▶ [JOBS]:
1 > List every person and band mentioned by name in the satirical advice on promoting a band's MySpace page.
2 > Extend the satirical advice on promoting a band's MySpace page, starting after its final sentence.

▶ [TEXT SEGMENT]:

- - -

The general rule seems to be that there is an inverse relationship between the size of a band's following and its need to pimp its MySpace page. For newly-formed local bands, this may demand spending more than 168 hours a week on the task. To get around this temporal barrier, try the following: Repeatedly refer to your profile during casual conversations, trips to the bank and sexual encounters both casual and professional. Mention it as privileged information to your attorney during a murder trial, while naked in front of your doctor, before, after and during the National Anthem... 

 

-pause- 

 

...write it backwards on the bathroom walls in hotels, shout it in a crowded theater (protected by the First Amendment unless you are Boy Sets Fire), petition that it be added to your state constitution, try to work it into your restraining order, mention it after every song you play, write it into song lyrics (i.e. ""I have a MySpace friend, he's mostly made of pain"")... 

 

-pause- 

 

...kidnap yourself and use your profile to post clues for police, file a lawsuit against Lil Jon claiming ownership of the word ""crunk,"" bribe Sen. Ted Stevens, R-Alaska, to belch it during the State of the Union address, or simply die, thus earning free plugs on ""YourDeathSpace."" Hope that helps.

- - -

▶ [GIVEN ENTRIES]:
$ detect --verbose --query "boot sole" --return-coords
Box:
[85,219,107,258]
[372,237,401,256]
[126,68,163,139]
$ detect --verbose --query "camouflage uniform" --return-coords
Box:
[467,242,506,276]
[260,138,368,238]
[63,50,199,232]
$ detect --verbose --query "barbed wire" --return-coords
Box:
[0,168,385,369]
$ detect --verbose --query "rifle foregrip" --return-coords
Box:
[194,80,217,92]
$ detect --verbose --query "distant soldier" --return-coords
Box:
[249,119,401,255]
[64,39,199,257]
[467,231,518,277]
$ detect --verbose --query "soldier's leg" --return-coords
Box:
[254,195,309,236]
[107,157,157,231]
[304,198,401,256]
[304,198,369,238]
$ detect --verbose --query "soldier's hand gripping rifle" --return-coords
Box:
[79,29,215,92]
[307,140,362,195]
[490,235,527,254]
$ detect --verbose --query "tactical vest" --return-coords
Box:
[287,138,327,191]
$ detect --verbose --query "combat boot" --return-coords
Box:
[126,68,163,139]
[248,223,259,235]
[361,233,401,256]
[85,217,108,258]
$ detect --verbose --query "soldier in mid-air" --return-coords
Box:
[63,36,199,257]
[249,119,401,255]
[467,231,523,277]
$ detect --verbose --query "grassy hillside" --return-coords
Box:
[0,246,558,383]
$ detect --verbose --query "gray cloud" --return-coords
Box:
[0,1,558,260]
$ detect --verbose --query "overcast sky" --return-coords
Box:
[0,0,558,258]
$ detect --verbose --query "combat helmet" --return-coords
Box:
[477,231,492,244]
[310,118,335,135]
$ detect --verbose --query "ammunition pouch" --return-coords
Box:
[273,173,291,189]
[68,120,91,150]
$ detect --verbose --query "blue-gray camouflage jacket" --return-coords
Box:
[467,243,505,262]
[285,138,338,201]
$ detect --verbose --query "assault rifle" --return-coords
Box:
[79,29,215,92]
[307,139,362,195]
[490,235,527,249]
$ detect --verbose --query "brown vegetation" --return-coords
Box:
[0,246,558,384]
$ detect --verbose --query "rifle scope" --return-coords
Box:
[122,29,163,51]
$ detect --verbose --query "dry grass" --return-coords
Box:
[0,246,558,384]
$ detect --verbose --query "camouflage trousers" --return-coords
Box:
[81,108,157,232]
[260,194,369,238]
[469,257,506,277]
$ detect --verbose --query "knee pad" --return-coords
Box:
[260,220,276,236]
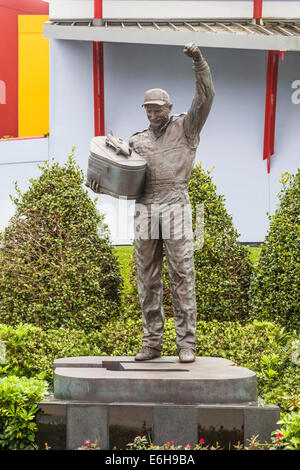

- - -

▶ [RESPONSE LIST]:
1 > Boy Sets Fire, Lil Jon, Ted Stevens

2 >
 

Bill asks: ""When should an artist do commercials?"" 

 

The best approach is to only do commercials when a company's product, name or logo is similar enough to your band's, so that any future promotion of the product will promote you. The White Stripes have just written a jingle for Coca-Cola, the connection between the two being contempt for the plight of third-world countries. Some other examples of possible synergy are: The Game and Milton Bradley, Dangerdoom and the Department of Homeland Security and Joy Division and the ""Mighty Math"" series of educational software titles. 

 

Mad in Manchester writes: ""Critics don't like us, my brother and I don't get along and we stopped selling in the States."" 

 

If your band is in the position of being Oasis, your best bet is to put ""Definitely Maybe"" on the stereo, summon all your powers of imagination and pretend it's 1994. 

 

Thanks to everyone who wrote in. Be sure to catch the column's last week and remember: ""Soylent Green is people!"" 

 

Contact your local Matt at hunziker@wisc.edu. Let the love flow.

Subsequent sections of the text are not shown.